*Data for this task*.

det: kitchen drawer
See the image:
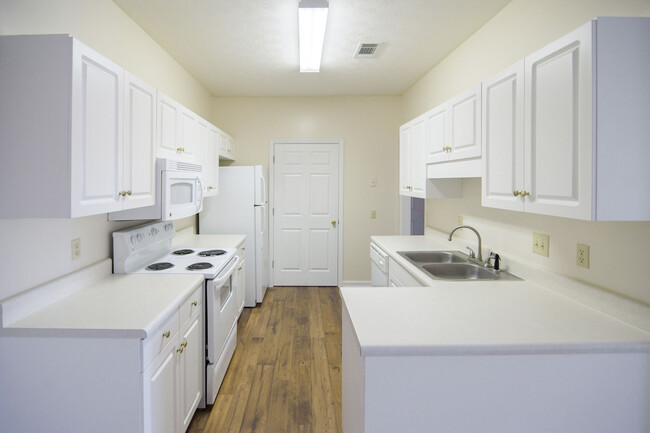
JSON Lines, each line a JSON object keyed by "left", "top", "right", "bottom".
{"left": 180, "top": 285, "right": 203, "bottom": 325}
{"left": 143, "top": 309, "right": 180, "bottom": 371}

*Problem*.
Output the material above verbatim but exclude each picture.

*Reply*.
det: kitchen drawer
See the image:
JSON Lines, each line a JSON object keyed by "left", "top", "right", "bottom".
{"left": 180, "top": 285, "right": 203, "bottom": 325}
{"left": 143, "top": 309, "right": 180, "bottom": 371}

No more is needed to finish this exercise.